From a string that contains a lot of HTML, how can I extract all the text from <h1><h2>etc
tags into a new variable?
I would like to capture all of the text from these elements and store them in a new variable as comma-delimited values.
Is it possible using preg_match_all()
?
First you need to clean up the HTML ($html_str in the example) with tidy:
$tidy_config = array(
"indent" => true,
"output-xml" => true,
"output-xhtml" => false,
"drop-empty-paras" => false,
"hide-comments" => true,
"numeric-entities" => true,
"doctype" => "omit",
"char-encoding" => "utf8",
"repeated-attributes" => "keep-last"
);
$xml_str = tidy_repair_string($html_str, $tidy_config);
Then you can load the XML ($xml_str) into a DOMDocument:
$doc = DOMDocument::loadXML($xml_str);
And finally you can use Horia Dragomir's method:
$list = $doc->getElementsByTagName("h1");
for ($i = 0; $i < $list->length; $i++) {
print($list->item($i)->nodeValue . "<br/>\n");
}
Or you could also use XPath for more complex queries on the DOMDocument (see http://www.php.net/manual/en/class.domxpath.php)
$xpath = new DOMXPath($doc);
$list = $xpath->evaluate("//h1");

* * * * * * * * *

Direction
Answer these questions from the thread on pulling heading text out of HTML.
(a) Which PHP function does the person asking the question want to know if they can use?
(b) Which function is called with the tidy configuration to repair the HTML string?
(c) Which class does the reply suggest for more complex queries on the DOMDocument?

Contour labeling items

* * * * * * * * *

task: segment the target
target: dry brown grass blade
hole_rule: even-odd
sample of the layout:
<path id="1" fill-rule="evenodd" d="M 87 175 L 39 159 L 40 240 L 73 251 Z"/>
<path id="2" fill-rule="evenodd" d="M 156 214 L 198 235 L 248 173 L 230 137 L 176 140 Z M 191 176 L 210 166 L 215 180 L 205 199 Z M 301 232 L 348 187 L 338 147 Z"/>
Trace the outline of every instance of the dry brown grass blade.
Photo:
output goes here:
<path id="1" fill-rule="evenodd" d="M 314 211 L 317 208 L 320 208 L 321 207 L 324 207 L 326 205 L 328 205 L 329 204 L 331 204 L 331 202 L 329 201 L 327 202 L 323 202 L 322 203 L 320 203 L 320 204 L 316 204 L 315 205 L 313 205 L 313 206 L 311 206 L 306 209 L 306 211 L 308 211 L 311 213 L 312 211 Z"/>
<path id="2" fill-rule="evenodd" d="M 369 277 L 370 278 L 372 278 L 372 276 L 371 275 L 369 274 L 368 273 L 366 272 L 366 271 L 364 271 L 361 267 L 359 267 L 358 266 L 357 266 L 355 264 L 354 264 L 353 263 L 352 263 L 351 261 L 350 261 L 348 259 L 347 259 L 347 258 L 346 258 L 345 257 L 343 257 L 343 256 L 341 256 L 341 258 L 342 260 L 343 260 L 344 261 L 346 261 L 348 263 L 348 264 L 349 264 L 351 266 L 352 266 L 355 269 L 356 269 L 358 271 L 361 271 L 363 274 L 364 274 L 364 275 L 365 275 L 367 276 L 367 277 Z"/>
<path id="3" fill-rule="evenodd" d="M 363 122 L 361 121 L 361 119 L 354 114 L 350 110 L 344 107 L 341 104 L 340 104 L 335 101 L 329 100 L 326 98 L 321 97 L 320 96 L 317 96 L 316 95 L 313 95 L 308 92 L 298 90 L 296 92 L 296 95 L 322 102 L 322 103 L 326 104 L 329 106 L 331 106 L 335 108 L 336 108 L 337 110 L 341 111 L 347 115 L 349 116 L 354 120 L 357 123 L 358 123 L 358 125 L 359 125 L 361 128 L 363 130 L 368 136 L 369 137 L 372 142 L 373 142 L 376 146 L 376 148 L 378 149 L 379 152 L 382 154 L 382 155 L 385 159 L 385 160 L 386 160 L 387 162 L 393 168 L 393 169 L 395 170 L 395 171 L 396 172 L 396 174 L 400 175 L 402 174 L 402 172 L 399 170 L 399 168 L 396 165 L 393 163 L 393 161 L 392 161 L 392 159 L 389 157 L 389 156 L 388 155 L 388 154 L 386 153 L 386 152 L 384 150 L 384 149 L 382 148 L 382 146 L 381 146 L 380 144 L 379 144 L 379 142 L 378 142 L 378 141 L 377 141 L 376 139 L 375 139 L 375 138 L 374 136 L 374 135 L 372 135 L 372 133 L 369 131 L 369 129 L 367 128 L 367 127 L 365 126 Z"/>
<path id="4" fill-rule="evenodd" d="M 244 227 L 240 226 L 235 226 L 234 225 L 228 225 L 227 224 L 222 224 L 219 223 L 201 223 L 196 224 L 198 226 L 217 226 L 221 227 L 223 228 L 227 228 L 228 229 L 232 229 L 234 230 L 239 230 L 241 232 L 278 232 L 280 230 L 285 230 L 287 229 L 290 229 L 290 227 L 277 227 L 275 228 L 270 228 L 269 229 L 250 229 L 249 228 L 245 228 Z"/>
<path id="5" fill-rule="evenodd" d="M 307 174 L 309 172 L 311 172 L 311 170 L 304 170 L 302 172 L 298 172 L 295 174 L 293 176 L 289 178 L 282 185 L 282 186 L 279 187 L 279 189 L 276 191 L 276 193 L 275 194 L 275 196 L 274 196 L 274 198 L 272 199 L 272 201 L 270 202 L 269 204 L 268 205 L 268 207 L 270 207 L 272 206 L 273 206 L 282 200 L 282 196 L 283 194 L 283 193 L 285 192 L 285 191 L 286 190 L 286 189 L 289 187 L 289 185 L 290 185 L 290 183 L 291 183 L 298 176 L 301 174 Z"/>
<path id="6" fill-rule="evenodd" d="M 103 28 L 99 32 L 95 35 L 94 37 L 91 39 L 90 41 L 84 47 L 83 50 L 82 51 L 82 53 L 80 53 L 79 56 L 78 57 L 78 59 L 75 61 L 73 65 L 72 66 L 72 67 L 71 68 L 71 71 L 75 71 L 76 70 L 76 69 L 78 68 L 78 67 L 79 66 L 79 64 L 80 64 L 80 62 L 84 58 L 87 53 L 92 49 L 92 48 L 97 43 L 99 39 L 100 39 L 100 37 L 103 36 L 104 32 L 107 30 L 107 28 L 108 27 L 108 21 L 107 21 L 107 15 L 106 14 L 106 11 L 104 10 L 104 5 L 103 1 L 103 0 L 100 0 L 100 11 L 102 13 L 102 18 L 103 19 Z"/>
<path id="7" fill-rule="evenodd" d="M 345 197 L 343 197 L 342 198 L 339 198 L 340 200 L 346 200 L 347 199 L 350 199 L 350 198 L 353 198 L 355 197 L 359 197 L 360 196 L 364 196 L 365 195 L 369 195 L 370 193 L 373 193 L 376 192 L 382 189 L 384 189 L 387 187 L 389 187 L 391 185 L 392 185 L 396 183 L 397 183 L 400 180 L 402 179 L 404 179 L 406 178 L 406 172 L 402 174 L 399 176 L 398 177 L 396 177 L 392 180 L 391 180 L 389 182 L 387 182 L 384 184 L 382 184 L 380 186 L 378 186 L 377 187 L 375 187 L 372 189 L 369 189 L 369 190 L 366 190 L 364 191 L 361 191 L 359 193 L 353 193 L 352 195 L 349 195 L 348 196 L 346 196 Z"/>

* * * * * * * * *

Written answer
(a) preg_match_all()
(b) tidy_repair_string()
(c) DOMXPath